▶ _Selected excerpt_
[Begin]
KEYWORDS:- MOTOR ACCIDENT CLAIM-insured did not hold a valid driving licence at the time of the accident-LIABILITY OF THE OWNER OF MOTOR CYCLE-
DATE:- March 06, 2018
- The owner did not depose in evidence and stayed away from the witness box. He produced a licence which was found to be fake. Another licence which he sought to produce had already expired before the accident and was not renewed within the prescribed period. It was renewed well after two years had expired. The appellant as owner had evidently failed to take reasonable care since he could not have been unmindful of facts which were within his knowledge.
ACTS:- Section 166 of the Motor Vehicles Act 1988
SUPREME COURT OF INDIA
Singh Ram Vs. Nirmala and Ors.
[Civil Appeal No 2103 of 2018 arising out of SLP (C) No 22630 of 2015]
Dr. D.Y. CHANDRACHUD, J
1. Delay condoned.
2. In a claim for compensation under Section 166 of the Motor Vehicles Act 1988, the Motor Accident Claims Tribunal (‘the Tribunal’), Yamunanagar at Jagadhri found that the insured did not hold a valid driving licence at the time of the accident. The Tribunal absolved the insurer for that reason. The insurer was, however, directed to pay the compensation awarded to the claimant and to recover it from the owner of the offending motor cycle. The High Court dealt with three appeals: one filed by the claimant seeking enhancement of compensation, a second by the insurance company and the third by the owner cum driver of the offending vehicle.
The High Court held that in view of the decision of this Court in National Insurance Co. Ltd. v Swaran Singh1, the Tribunal was correct in directing the insurer to pay the compensation and to recover it from the owner-cum-driver of the offending vehicle. The present appeal has been filed by the owner and driver. The only point which has been urged in support of the appeal is that the Tribunal and the High Court erred in fastening the liability on him by granting a right of recovery to the insurer.
3. The accident took place on 22 March 2010. The deceased Sunil Kumar was riding a motor cycle bearing Registration No HR-04B-4673. The Tribunal found that the accident was caused as a result of the rash and negligent act of the appellant. This finding of fact has not been disturbed by the High Court. The deceased was employed as a sweeper in Haryana Roadways and was engaged on a salary of Rs 11,928 per month. The Tribunal allowed future prospects of 50%, the deceased being just short of 36 years of age. After deducting an amount representing one-fourth of the earnings for personal expenses, the Tribunal applied a multiplier of 15.
The total compensation was computed at Rs 24,15,420 to which the Tribunal added an amount of Rs 20,000 under conventional heads. However, the Tribunal held that the financial assistance which the heirs of the deceased would receive over a period of 12 years from the employee (amounting to Rs 16,16,112) would have to be deducted from the compensation. After making the deduction, the Tribunal awarded an amount of Rs. 8,19,500 together with interest at 7.5 per cent per annum from the date of the claim petition. The High Court has enhanced the compensation to Rs 16,04,912.
4. Special Leave Petition (C) No 7737 of 2015 filed by the claimant, which was connected to this appeal, has been dismissed on 8 February 2018.
5. In the present appeal by the owner cum driver of the offending motor cycle, the submission is that in view of the decision of a Bench of three learned Judges of this Court in Swaran Singh (supra), the insurer ought not to have been absolved. Hence the direction to the insurer to pay and recover the compensation from the appellant should, it has been urged, be modified to fasten a joint and several liability on the insurer.
[End]
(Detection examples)
[Begin]
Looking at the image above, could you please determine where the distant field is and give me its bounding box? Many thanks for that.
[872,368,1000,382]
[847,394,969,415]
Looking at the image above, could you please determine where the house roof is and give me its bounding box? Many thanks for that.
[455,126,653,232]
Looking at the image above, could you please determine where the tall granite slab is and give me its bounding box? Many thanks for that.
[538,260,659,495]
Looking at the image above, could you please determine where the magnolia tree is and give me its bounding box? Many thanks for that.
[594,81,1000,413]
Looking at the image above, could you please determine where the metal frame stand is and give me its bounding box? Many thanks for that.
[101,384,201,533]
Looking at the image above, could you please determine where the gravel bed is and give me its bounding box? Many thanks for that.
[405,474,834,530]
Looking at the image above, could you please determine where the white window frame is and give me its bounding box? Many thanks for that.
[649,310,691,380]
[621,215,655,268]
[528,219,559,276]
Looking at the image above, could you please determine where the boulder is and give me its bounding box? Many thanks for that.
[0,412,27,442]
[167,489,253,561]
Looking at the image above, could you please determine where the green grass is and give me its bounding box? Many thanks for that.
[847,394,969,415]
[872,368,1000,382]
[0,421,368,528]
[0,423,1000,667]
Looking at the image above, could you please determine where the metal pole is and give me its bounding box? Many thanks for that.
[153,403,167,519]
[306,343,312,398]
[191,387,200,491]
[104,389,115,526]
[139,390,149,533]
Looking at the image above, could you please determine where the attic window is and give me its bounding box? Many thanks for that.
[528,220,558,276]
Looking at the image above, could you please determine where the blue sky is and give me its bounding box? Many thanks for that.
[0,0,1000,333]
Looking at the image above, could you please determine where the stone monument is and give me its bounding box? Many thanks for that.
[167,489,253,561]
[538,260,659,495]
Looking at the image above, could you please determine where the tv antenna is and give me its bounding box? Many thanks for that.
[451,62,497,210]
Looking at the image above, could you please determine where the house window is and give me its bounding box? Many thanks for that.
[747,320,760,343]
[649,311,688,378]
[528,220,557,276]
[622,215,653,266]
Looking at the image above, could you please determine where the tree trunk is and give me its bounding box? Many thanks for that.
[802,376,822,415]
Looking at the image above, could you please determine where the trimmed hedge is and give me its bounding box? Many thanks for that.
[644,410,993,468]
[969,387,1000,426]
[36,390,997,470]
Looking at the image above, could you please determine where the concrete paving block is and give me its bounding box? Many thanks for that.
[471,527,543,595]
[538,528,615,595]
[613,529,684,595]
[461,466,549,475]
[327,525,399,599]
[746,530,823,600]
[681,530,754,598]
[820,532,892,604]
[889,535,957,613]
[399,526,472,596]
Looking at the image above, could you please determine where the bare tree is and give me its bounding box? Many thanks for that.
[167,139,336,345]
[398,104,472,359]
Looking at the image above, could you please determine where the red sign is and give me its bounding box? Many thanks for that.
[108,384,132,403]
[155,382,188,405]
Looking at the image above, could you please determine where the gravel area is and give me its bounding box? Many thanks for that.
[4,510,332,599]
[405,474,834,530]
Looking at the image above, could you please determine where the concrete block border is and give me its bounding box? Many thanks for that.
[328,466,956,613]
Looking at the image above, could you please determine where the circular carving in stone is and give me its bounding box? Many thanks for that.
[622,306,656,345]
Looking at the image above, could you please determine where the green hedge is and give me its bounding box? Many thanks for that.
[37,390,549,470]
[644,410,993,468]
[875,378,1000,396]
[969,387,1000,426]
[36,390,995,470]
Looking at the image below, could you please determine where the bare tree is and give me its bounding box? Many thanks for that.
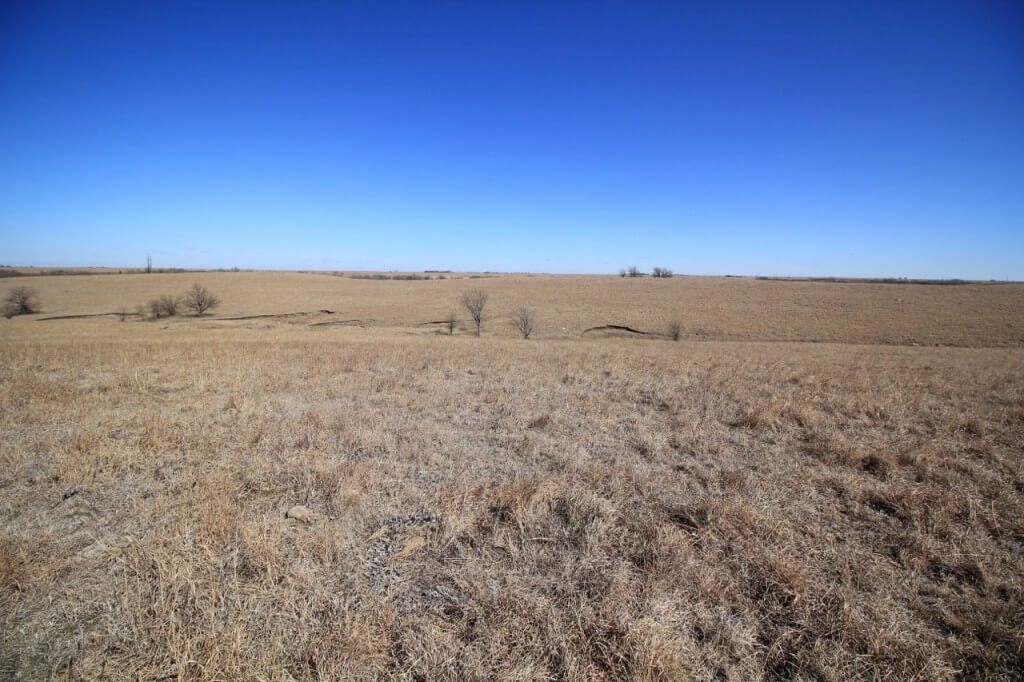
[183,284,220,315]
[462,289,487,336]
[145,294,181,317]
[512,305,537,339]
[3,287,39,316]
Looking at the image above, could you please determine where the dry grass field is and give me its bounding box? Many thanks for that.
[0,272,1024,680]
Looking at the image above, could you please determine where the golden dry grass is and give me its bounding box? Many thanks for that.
[End]
▶ _Short task A_
Could you write out the court ruling between "ACTS:- Section 166" and "1. Delay condoned.", inclusive?
▶ _Short task B_
Can you continue the court ruling on the motor accident claim from where it stops?
This material is separate from the court ruling.

▶ _Result A_
ACTS:- Section 166 of the Motor Vehicles Act 1988
SUPREME COURT OF INDIA
Singh Ram Vs. Nirmala and Ors.
[Civil Appeal No 2103 of 2018 arising out of SLP (C) No 22630 of 2015]
Dr. D.Y. CHANDRACHUD, J
1. Delay condoned.

▶ _Result B_
6. Before we advert to the decision in Swaran Singh (supra) a brief reference to the facts as they emerge from the decision of the Tribunal is necessary. Initially before the Tribunal the appellant produced a driving licence issued by the Motor Vehicles Department, Agra (Exh.R-1). The driving licence was found to be fake. The statement of the Senior Assistant in the office of the RTO, Agra was that Exh.R-1 had not been issued by the office. The Tribunal noted that the witness had proved the report (Exh.R-2) issued by the department and concluded that the licence was fake. Faced with this situation, the appellant attempted to prove that he held a valid driving licence issued by the licencing authority at Jagadhri to drive a motor cycle.
The Tribunal rejected the application filed by the appellant for producing additional evidence. The Tribunal noted that even otherwise, the licence which was issued by the licencing authority, Jagadhri for a tractor and car was valid only until 29 August 2009. The accident took place on 22 March 2010. The licence was renewed on 28 November 2011 more than two years after it had expired. On these facts, the Tribunal observed that on the date of the accident, the appellant was not holding a valid and effective driving licence nor was there any evidence to indicate that the licence was sought to be renewed as required in law, within 30 days of its expiry. The Tribunal also observed that the appellant did not hold a valid licence to drive a motor cycle. On these grounds, the insurer was absolved. The High Court has confirmed the direction of the Tribunal to pay and recover.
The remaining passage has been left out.